* Stated problem *
Can you convert the lines below into a JSON list of strings, one string per line, skipping blank lines and leaving out the pictures?
····················
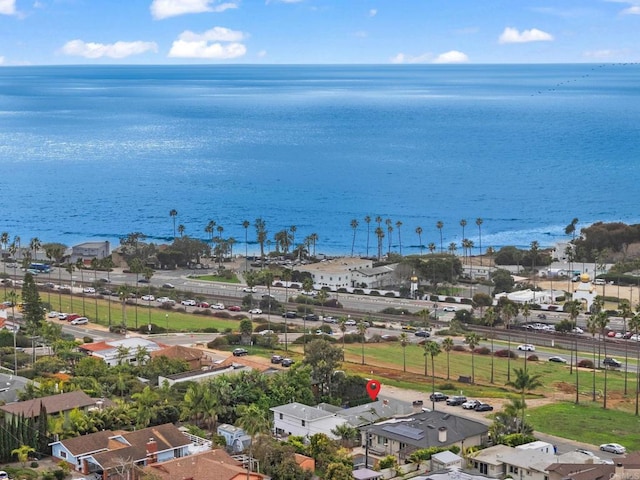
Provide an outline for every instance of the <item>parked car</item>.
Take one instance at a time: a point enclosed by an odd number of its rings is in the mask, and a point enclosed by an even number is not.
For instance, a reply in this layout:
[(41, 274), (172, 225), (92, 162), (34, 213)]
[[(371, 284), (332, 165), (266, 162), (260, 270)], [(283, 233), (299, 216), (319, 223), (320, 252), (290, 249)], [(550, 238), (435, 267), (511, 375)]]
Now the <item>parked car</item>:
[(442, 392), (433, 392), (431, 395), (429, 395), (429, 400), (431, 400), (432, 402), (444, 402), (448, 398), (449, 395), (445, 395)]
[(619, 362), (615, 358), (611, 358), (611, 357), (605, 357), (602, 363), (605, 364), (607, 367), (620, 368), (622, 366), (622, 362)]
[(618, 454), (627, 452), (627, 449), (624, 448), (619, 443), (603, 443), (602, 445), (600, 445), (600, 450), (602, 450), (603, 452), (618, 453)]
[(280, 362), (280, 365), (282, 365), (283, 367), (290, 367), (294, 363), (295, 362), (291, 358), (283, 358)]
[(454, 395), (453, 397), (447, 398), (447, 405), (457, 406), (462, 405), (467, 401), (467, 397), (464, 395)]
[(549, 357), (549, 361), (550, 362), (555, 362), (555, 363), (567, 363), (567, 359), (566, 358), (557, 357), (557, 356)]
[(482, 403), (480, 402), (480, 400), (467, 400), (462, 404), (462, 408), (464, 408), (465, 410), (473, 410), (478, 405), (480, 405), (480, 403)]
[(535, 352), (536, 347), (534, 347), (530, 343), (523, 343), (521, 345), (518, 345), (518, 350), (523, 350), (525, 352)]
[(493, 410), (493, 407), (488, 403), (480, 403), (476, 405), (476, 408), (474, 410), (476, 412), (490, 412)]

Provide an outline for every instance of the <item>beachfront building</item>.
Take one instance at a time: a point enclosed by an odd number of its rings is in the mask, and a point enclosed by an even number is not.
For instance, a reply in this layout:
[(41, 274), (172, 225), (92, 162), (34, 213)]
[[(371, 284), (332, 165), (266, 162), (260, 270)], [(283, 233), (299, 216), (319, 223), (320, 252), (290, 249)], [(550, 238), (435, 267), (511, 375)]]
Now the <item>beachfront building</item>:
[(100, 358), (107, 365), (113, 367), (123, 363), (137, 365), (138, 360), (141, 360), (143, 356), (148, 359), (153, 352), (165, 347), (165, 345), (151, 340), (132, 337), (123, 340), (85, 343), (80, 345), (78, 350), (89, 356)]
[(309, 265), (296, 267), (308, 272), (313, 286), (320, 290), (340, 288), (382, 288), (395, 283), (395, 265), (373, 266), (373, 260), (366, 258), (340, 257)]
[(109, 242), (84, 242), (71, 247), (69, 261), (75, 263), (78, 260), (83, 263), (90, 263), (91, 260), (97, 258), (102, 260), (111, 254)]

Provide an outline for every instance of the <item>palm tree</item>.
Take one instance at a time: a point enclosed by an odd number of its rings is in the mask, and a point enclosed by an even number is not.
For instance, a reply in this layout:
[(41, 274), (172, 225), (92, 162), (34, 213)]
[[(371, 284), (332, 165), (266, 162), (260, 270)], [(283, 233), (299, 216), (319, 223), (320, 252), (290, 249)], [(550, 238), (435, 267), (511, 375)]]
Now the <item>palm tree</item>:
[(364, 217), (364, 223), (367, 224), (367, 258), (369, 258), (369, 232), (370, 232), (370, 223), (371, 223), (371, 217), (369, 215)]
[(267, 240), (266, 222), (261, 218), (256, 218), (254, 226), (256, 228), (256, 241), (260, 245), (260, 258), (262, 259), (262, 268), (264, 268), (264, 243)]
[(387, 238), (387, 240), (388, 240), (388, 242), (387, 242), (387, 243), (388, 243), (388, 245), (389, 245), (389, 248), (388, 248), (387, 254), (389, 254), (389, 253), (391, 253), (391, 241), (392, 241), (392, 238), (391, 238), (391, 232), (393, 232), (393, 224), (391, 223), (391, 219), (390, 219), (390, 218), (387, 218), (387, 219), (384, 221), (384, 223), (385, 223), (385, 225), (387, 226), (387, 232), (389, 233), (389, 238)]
····················
* Solution for this task *
[
  "Provide an outline for every instance of the <item>parked car</item>.",
  "Take one instance at a time: a point enclosed by an odd number of its rings is in the mask, and a point enclosed by an even number is not.",
  "For instance, a reply in this layout:",
  "[(41, 274), (172, 225), (92, 162), (34, 213)]",
  "[[(371, 284), (332, 165), (266, 162), (260, 270)], [(283, 233), (299, 216), (319, 223), (320, 252), (290, 249)], [(550, 238), (435, 267), (511, 375)]]",
  "Now the <item>parked car</item>:",
  "[(442, 392), (433, 392), (431, 395), (429, 395), (429, 400), (431, 400), (432, 402), (444, 402), (448, 398), (449, 395), (445, 395)]",
  "[(619, 362), (615, 358), (611, 358), (611, 357), (605, 357), (602, 363), (605, 364), (607, 367), (620, 368), (622, 366), (622, 362)]",
  "[(618, 454), (627, 452), (627, 449), (624, 448), (619, 443), (603, 443), (602, 445), (600, 445), (600, 450), (602, 450), (603, 452), (618, 453)]",
  "[(280, 362), (280, 365), (282, 365), (283, 367), (290, 367), (294, 363), (295, 362), (291, 358), (283, 358)]",
  "[(454, 395), (453, 397), (447, 398), (447, 405), (457, 406), (462, 405), (467, 401), (467, 397), (464, 395)]",
  "[(549, 357), (549, 361), (550, 362), (555, 362), (555, 363), (567, 363), (567, 359), (566, 358), (557, 357), (557, 356)]",
  "[(482, 403), (480, 402), (480, 400), (467, 400), (462, 404), (462, 408), (464, 408), (465, 410), (473, 410), (478, 405), (480, 405), (480, 403)]",
  "[(535, 352), (536, 347), (534, 347), (530, 343), (523, 343), (521, 345), (518, 345), (518, 350), (523, 350), (525, 352)]",
  "[(493, 410), (493, 407), (488, 403), (480, 403), (476, 405), (476, 408), (474, 410), (476, 412), (490, 412)]",
  "Provide an outline for every instance of the <item>beachfront building</item>.",
  "Take one instance at a time: a point enclosed by an odd number of its rings is in the mask, and a point enclosed by an even number is not.",
  "For instance, a reply in this layout:",
  "[(41, 274), (172, 225), (92, 162), (34, 213)]",
  "[[(371, 284), (332, 165), (266, 162), (260, 270)], [(283, 233), (299, 216), (319, 223), (320, 252), (290, 249)], [(550, 238), (435, 267), (511, 375)]]",
  "Now the <item>beachfront building</item>:",
  "[(100, 358), (107, 365), (113, 367), (123, 363), (137, 365), (138, 360), (141, 360), (143, 356), (148, 359), (153, 352), (165, 347), (165, 345), (151, 340), (132, 337), (123, 340), (85, 343), (80, 345), (78, 350), (89, 356)]",
  "[(309, 265), (296, 267), (308, 272), (313, 286), (320, 290), (340, 288), (382, 288), (395, 283), (395, 265), (373, 266), (373, 260), (366, 258), (340, 257)]",
  "[(109, 242), (84, 242), (71, 247), (69, 261), (75, 263), (78, 260), (83, 263), (90, 263), (91, 260), (97, 258), (102, 260), (111, 254)]",
  "Provide an outline for every instance of the <item>palm tree</item>.",
  "Take one instance at a time: a point enclosed by an odd number of its rings is in the mask, and a point enclosed by an even number is not.",
  "For instance, a reply in this layout:",
  "[(41, 274), (172, 225), (92, 162), (34, 213)]",
  "[[(371, 284), (332, 165), (266, 162), (260, 270)], [(283, 233), (299, 216), (319, 223), (320, 252), (290, 249)], [(550, 238), (435, 267), (511, 375)]]",
  "Now the <item>palm tree</item>:",
  "[(364, 217), (364, 223), (367, 224), (367, 258), (369, 258), (369, 232), (370, 232), (370, 223), (371, 223), (371, 217), (369, 215)]",
  "[(267, 240), (266, 222), (261, 218), (256, 218), (254, 226), (256, 228), (256, 241), (260, 245), (260, 258), (262, 259), (262, 268), (264, 268), (264, 243)]",
  "[(387, 238), (387, 240), (388, 240), (388, 242), (387, 242), (387, 243), (388, 243), (388, 245), (389, 245), (389, 248), (388, 248), (387, 254), (389, 254), (389, 253), (391, 253), (391, 241), (392, 241), (392, 238), (391, 238), (391, 232), (393, 232), (393, 224), (391, 223), (391, 219), (390, 219), (390, 218), (387, 218), (387, 219), (384, 221), (384, 223), (385, 223), (385, 225), (387, 226), (387, 232), (389, 233), (389, 238)]"
]